Tasks to carry out:
[A] In the text on the Hypnotism Act 1952, what is the act's commencement date?
[B] Please resume the text on the Hypnotism Act 1952 right after its last sentence, carrying on its section on the act's provisions.

Hypnotism Act 1952
- Parliament of the United Kingdom
- Long title: An Act to regulate the demonstration of hypnotic phenomena for purposes of public entertainment.
- Citation: 15 & 16 Geo. 6 & 1 Eliz. 2. c. 46
- Territorial extent: England and Wales; Scotland;

Dates
- Royal assent: 1 August 1952
- Commencement: 1 April 1953

Other legislation
- Amended by: Theatres Act 1968; Age of Majority (Scotland) Act 1969; Family Law Reform Act 1969; Local Government (Miscellaneous Provisions) Act 1982; London Local Authorities Act 1994; Licensing Act 2003; Protection of Freedoms Act 2012;

Status: Amended

Text of statute as originally enacted

Revised text of statute as amended

Text of the Hypnotism Act 1952 as in force today (including any amendments) within the United Kingdom, from legislation.gov.uk.

= Hypnotism Act 1952 =

Act of the Parliament of the United Kingdom

The Hypnotism Act 1952 (15 & 16 Geo. 6 & 1 Eliz. 2. c. 46) is an act of the Parliament of the United Kingdom.

The act regulates stage hypnosis ("exhibition, demonstration or performance of hypnotism" for public entertainment).

== Provisions ==
The act has three primary parts – provisions applying to England and Wales, to Scotland, and to Great Britain as a whole.

Supplied information:

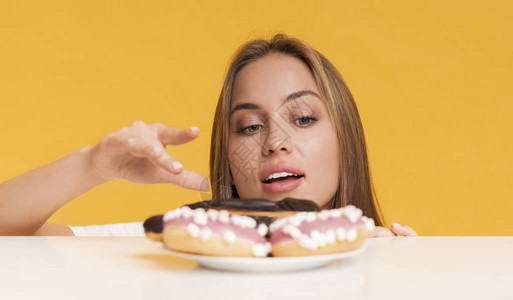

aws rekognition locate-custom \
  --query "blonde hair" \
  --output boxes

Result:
[210,34,384,225]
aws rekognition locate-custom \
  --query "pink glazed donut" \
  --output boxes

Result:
[269,205,374,257]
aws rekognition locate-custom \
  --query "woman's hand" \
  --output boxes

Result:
[369,223,418,237]
[86,121,209,191]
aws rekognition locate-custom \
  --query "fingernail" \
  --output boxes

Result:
[172,161,183,171]
[150,146,162,155]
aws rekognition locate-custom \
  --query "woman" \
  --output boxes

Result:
[0,35,416,236]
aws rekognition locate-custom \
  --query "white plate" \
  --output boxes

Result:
[164,244,366,272]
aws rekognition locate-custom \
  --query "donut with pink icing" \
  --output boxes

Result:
[144,199,374,257]
[162,206,271,257]
[269,205,374,257]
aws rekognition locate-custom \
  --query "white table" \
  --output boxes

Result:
[0,237,513,300]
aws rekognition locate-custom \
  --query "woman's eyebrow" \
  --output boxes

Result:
[230,90,321,116]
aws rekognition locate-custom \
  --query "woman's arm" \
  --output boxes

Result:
[0,121,209,235]
[369,223,418,237]
[0,147,108,235]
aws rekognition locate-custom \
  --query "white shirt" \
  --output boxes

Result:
[68,222,145,236]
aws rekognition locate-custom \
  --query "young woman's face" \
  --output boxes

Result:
[228,54,339,206]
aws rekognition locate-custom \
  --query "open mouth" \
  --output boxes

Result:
[262,172,304,184]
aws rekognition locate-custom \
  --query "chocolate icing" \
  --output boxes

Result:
[143,215,164,233]
[187,198,320,211]
[143,198,320,233]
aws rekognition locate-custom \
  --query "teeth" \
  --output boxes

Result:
[265,172,299,180]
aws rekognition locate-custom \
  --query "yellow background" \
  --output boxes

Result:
[0,0,513,235]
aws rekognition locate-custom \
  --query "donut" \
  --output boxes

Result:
[162,206,271,257]
[144,198,374,257]
[143,198,319,257]
[187,198,320,218]
[269,205,374,257]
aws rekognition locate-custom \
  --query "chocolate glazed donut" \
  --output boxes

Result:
[143,198,320,241]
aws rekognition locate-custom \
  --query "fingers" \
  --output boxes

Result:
[153,169,210,192]
[125,137,183,173]
[154,124,199,146]
[368,226,394,237]
[390,223,418,236]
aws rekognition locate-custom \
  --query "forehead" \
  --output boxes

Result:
[230,54,319,107]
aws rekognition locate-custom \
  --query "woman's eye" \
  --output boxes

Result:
[296,117,315,126]
[239,125,262,134]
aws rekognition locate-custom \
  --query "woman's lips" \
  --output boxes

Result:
[262,176,304,193]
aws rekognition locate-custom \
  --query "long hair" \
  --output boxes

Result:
[210,34,384,225]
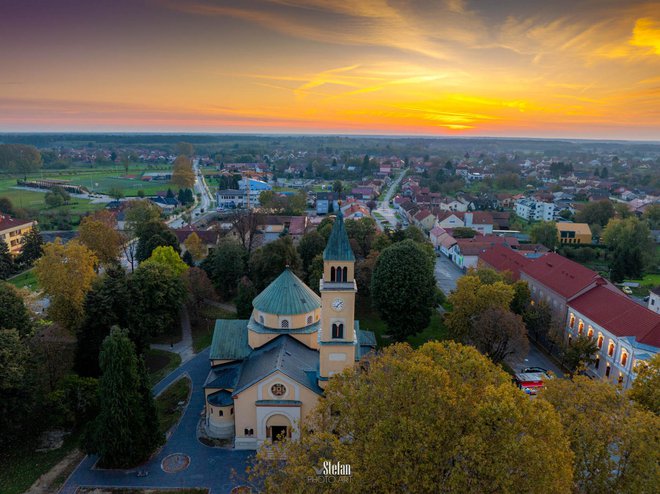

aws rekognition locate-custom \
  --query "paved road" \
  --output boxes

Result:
[374,169,408,231]
[435,254,465,295]
[60,348,253,494]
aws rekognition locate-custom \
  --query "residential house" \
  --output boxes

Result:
[557,222,592,244]
[0,214,37,256]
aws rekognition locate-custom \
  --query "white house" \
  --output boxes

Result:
[566,285,660,389]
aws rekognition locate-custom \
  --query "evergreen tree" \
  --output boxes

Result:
[74,266,131,377]
[16,225,44,267]
[86,328,163,468]
[0,238,14,280]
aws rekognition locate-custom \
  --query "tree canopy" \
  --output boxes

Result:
[249,343,572,494]
[371,240,436,341]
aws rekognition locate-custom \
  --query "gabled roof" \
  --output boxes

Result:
[319,209,355,262]
[234,334,323,396]
[209,319,252,360]
[252,268,320,315]
[479,245,532,280]
[568,285,660,347]
[521,252,602,298]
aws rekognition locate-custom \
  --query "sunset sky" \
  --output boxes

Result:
[0,0,660,140]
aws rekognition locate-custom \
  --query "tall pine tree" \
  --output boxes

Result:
[85,328,163,468]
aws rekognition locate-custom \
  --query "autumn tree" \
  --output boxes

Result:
[78,210,123,265]
[183,232,208,262]
[200,238,247,300]
[248,342,572,494]
[538,376,660,494]
[371,240,436,341]
[85,328,164,468]
[172,155,195,189]
[0,281,33,337]
[34,239,98,330]
[529,221,559,250]
[249,235,302,291]
[142,245,188,276]
[467,307,529,364]
[445,274,514,341]
[628,353,660,415]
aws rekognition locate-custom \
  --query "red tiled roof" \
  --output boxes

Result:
[479,245,532,280]
[568,286,660,347]
[521,252,602,298]
[0,215,33,231]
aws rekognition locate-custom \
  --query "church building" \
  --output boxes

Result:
[205,212,376,449]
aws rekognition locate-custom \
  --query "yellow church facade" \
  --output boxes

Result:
[204,213,375,449]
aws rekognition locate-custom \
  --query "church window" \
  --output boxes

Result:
[270,383,286,396]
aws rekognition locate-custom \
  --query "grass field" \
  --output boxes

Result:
[7,269,39,291]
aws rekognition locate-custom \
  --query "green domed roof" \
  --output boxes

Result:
[252,268,321,315]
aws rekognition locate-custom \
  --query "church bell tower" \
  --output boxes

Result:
[319,208,357,388]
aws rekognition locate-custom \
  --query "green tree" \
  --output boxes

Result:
[575,199,614,226]
[200,239,247,300]
[16,225,44,268]
[628,353,660,415]
[142,245,188,276]
[602,217,653,282]
[86,328,164,468]
[538,376,660,494]
[234,276,258,319]
[0,238,16,280]
[249,235,302,291]
[74,266,133,377]
[445,274,514,341]
[529,221,559,250]
[249,342,572,494]
[128,263,186,353]
[0,281,33,337]
[371,240,436,341]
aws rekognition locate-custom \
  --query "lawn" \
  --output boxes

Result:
[155,377,190,434]
[7,269,39,291]
[144,348,181,386]
[190,305,236,353]
[0,428,80,494]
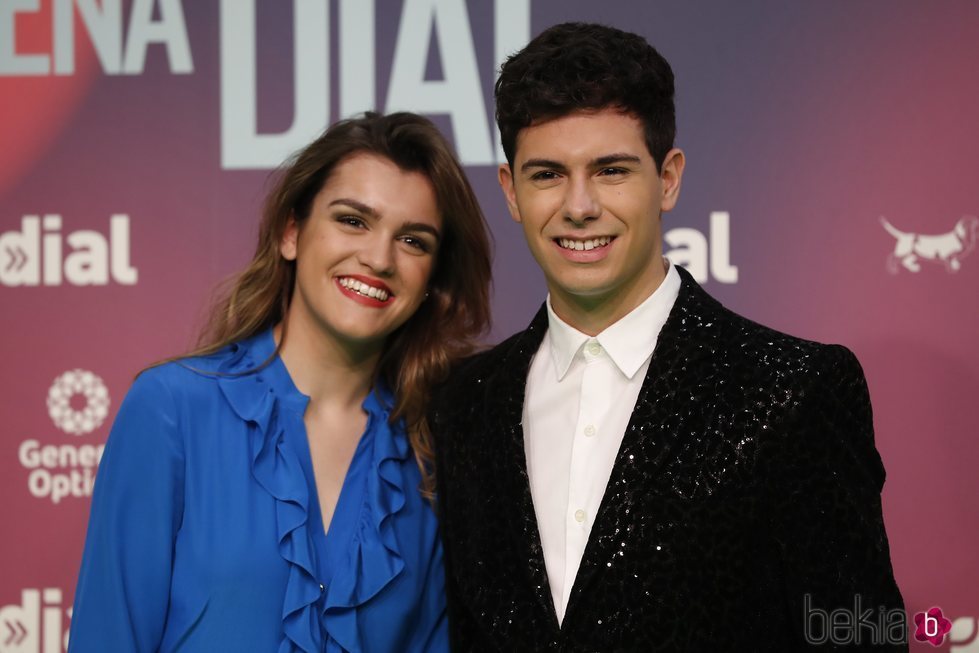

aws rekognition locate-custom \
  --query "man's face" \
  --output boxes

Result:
[499,109,683,330]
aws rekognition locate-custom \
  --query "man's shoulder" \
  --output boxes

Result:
[439,331,536,396]
[691,304,854,368]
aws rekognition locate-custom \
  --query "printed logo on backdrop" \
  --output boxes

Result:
[17,369,110,504]
[0,213,139,286]
[0,587,71,653]
[0,0,530,169]
[880,215,979,274]
[663,211,738,283]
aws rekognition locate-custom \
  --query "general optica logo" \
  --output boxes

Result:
[17,369,111,504]
[880,215,979,274]
[48,370,109,435]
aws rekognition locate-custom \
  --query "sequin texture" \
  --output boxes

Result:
[432,268,907,653]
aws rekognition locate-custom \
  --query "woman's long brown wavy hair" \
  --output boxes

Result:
[189,113,490,496]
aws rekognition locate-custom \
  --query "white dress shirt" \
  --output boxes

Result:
[523,265,680,623]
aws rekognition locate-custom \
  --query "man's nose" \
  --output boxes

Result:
[564,176,602,225]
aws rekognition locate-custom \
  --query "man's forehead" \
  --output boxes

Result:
[514,108,649,160]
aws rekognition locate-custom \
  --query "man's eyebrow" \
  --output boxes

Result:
[520,159,565,172]
[520,152,642,172]
[330,197,379,218]
[592,152,642,168]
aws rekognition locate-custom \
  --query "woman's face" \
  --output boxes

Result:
[280,153,442,348]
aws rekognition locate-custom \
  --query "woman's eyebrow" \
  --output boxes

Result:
[330,197,380,218]
[401,222,442,241]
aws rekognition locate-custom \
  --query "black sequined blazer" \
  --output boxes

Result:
[431,268,907,653]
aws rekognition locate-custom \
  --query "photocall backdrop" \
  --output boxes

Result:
[0,0,979,653]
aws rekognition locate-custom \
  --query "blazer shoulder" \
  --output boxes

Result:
[721,308,862,374]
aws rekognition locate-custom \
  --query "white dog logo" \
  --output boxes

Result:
[880,215,979,274]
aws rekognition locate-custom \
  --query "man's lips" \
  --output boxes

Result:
[554,236,615,252]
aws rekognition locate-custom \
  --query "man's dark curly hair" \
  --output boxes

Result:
[496,23,676,169]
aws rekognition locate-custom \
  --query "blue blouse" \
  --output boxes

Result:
[69,331,448,653]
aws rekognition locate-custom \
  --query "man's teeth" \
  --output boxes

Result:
[558,236,612,252]
[340,277,388,302]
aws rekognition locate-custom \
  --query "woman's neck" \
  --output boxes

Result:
[274,320,381,407]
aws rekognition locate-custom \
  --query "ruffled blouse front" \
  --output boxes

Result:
[70,332,448,653]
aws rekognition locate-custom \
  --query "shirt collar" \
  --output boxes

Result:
[547,264,680,381]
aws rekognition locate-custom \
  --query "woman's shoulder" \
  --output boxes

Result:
[128,342,255,400]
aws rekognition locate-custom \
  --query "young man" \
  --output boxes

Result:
[434,24,903,653]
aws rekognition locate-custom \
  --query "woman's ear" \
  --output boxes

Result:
[279,217,299,261]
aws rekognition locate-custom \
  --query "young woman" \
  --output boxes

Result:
[69,113,490,653]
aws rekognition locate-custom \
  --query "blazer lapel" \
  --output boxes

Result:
[487,305,558,629]
[565,267,721,623]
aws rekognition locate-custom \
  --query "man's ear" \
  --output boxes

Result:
[496,163,521,222]
[279,216,299,261]
[659,147,687,211]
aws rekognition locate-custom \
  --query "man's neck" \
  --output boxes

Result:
[548,264,669,336]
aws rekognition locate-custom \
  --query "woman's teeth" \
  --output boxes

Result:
[557,236,612,252]
[340,277,388,302]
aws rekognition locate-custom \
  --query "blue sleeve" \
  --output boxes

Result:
[406,524,449,653]
[68,368,184,653]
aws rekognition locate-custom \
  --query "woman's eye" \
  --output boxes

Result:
[401,236,431,253]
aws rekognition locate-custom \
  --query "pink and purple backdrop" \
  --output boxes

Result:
[0,0,979,653]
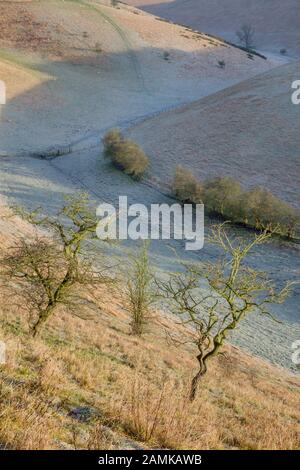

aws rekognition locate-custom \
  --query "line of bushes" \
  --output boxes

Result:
[102,129,149,179]
[171,166,300,238]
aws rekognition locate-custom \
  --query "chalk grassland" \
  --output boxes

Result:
[0,206,300,449]
[129,62,300,208]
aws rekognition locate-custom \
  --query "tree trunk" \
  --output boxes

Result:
[190,354,207,401]
[31,306,54,338]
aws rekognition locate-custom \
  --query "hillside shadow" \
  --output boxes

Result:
[0,42,268,154]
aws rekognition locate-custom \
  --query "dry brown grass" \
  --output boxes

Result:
[0,284,300,449]
[0,204,300,449]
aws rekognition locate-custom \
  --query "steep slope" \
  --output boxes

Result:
[126,0,300,57]
[0,0,274,153]
[0,200,300,451]
[130,62,300,208]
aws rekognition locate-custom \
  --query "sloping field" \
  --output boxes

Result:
[0,200,300,450]
[126,0,300,57]
[130,62,300,208]
[0,0,274,153]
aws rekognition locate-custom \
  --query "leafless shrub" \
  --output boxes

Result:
[159,225,297,401]
[171,165,203,204]
[102,129,149,179]
[236,23,255,49]
[1,194,111,336]
[125,244,155,336]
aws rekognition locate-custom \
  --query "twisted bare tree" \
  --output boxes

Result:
[159,224,296,401]
[1,193,112,336]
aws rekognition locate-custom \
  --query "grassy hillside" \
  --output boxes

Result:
[0,206,300,449]
[126,0,300,57]
[129,62,300,208]
[0,0,274,153]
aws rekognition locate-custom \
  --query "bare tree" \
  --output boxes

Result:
[1,193,112,336]
[125,243,155,336]
[236,23,255,49]
[159,224,293,400]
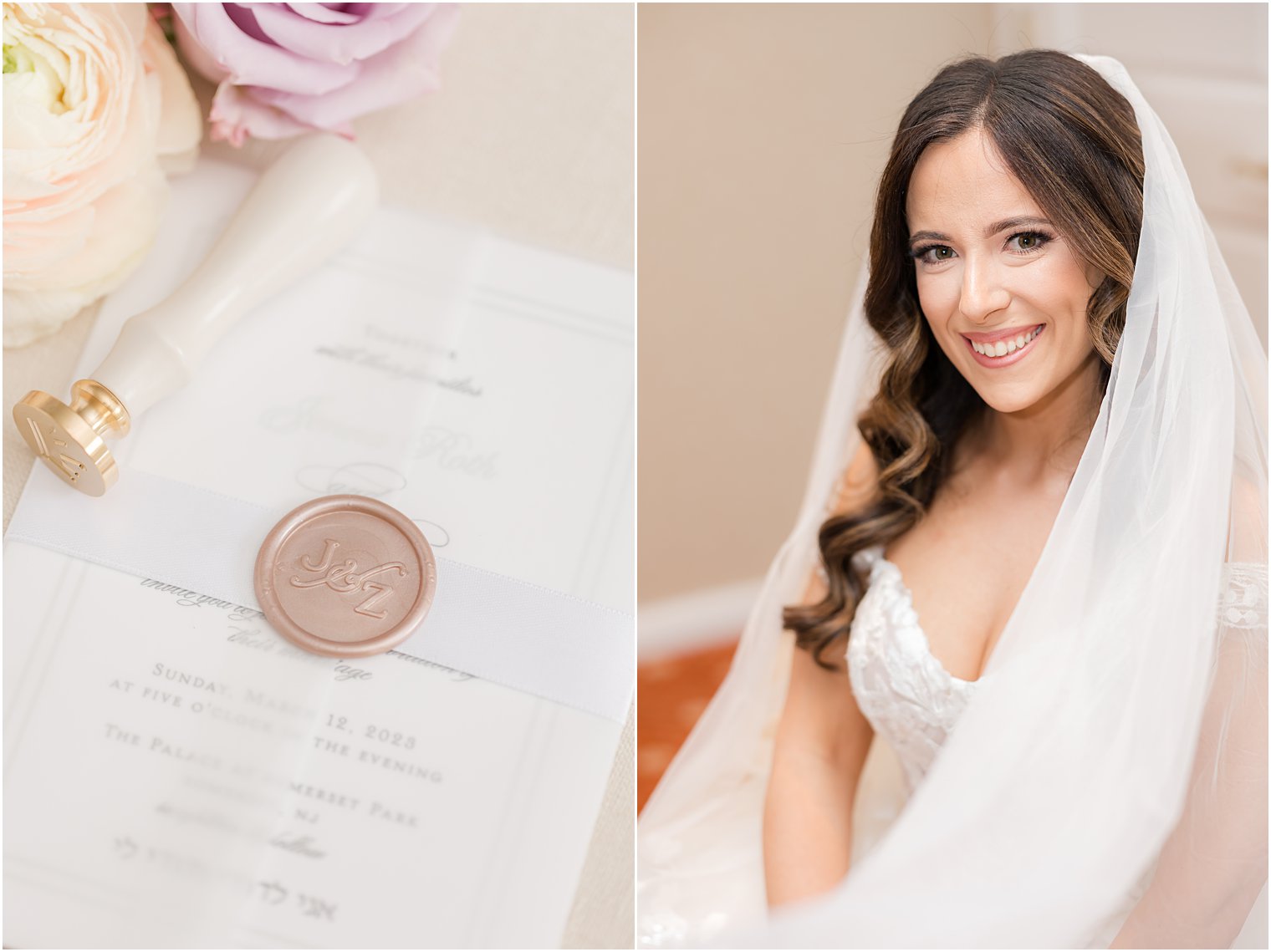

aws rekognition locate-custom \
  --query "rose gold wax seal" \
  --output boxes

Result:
[256,496,437,659]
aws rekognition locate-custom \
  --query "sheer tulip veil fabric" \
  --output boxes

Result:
[638,57,1267,948]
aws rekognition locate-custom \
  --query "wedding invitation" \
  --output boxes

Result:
[4,161,634,948]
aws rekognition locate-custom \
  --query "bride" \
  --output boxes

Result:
[640,51,1267,947]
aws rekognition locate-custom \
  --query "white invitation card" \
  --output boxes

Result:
[4,155,634,948]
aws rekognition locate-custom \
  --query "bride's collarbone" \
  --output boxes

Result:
[886,492,1059,681]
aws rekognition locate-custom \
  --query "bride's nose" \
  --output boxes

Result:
[958,256,1010,324]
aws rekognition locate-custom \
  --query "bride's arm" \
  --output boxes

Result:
[764,630,873,906]
[1110,484,1267,948]
[764,447,875,906]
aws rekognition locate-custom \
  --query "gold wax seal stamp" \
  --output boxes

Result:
[13,380,129,496]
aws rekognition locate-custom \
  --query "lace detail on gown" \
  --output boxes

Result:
[848,547,976,792]
[1217,562,1267,628]
[848,547,1267,793]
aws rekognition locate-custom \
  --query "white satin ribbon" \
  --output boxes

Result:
[7,466,634,723]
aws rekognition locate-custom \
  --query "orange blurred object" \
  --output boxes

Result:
[636,640,738,810]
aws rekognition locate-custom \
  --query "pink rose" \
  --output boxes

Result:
[173,4,459,145]
[4,4,202,347]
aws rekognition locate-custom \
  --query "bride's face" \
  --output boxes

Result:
[906,130,1102,413]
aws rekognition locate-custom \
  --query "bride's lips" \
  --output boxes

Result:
[962,324,1046,370]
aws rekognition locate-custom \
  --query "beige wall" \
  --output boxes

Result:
[638,4,1267,606]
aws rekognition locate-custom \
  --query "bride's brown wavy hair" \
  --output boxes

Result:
[784,49,1144,667]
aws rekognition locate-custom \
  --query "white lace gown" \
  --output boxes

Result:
[846,547,1268,947]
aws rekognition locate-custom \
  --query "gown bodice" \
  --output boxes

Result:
[848,545,1267,793]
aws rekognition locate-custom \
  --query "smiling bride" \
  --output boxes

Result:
[640,49,1267,948]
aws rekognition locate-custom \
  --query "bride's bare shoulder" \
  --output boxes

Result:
[830,440,878,516]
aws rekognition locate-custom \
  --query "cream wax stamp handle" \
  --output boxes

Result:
[13,135,379,496]
[93,135,377,415]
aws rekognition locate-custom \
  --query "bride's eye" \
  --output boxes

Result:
[1007,232,1051,254]
[909,244,953,264]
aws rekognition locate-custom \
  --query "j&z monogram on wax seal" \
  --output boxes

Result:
[291,539,406,618]
[256,496,437,657]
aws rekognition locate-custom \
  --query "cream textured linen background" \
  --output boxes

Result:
[3,4,636,948]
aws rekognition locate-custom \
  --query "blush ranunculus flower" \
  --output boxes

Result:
[4,4,202,347]
[171,4,459,145]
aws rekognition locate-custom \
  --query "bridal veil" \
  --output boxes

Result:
[638,57,1267,948]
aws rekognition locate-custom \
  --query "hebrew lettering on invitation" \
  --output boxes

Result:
[4,161,634,947]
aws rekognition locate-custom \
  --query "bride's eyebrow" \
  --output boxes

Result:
[909,215,1054,245]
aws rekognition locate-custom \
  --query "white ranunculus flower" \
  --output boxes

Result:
[4,4,202,347]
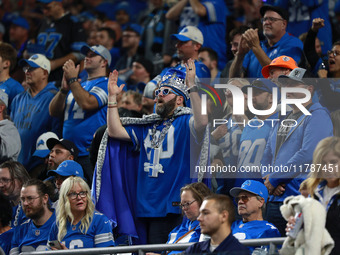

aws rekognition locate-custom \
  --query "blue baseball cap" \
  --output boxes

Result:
[38,0,62,4]
[159,68,189,102]
[33,132,58,158]
[19,54,51,73]
[124,24,143,36]
[242,78,280,97]
[48,160,84,179]
[229,180,268,202]
[80,45,111,66]
[171,26,204,44]
[12,17,30,30]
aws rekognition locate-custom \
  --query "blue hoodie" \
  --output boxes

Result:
[261,103,333,202]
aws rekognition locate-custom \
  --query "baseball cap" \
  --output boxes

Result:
[159,68,189,101]
[261,56,298,78]
[124,24,143,36]
[12,17,30,30]
[80,45,111,66]
[48,160,84,179]
[143,82,157,99]
[134,57,153,77]
[0,89,8,107]
[33,132,58,158]
[38,0,62,4]
[19,54,51,73]
[242,78,279,94]
[279,67,306,84]
[46,138,79,160]
[229,180,268,202]
[171,26,204,44]
[260,5,289,21]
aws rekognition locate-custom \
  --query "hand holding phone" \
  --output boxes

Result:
[48,240,63,250]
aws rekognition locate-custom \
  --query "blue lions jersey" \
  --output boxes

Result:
[11,82,61,171]
[10,212,55,255]
[150,60,211,88]
[0,228,14,254]
[125,115,191,217]
[63,77,108,156]
[235,113,278,187]
[0,78,24,111]
[216,116,242,194]
[231,220,281,251]
[48,212,114,249]
[275,0,332,55]
[218,117,242,166]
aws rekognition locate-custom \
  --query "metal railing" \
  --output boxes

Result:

Answers given:
[A] 1 April 1953

[B]
=== England and Wales ===
In England and Wales, the act disallows the performance of hypnosis in a public place, unless given permission by the local authority, or they may be liable to a fine not exceeding level 3 on the standard scale, currently £1000.

=== Scotland ===
In Scotland, the act gives the authority to any local authority to provide licences to theatres to allow the performance of hypnosis at that location.

=== UK (excluding Northern Ireland) ===
In the UK (excluding NI), the act prohibits hypnosis being knowingly performed on those under 18 (originally 21) or be subject to a level 3 fine. The act also allows for any police officer to enter a location where "entertainment is held" if the officer has cause to believe this act is being contravened.

The act continues to allow for hypnosis to be used without a license if it is being used for research purposes (e.g. for the treatment of a mental or physical disease).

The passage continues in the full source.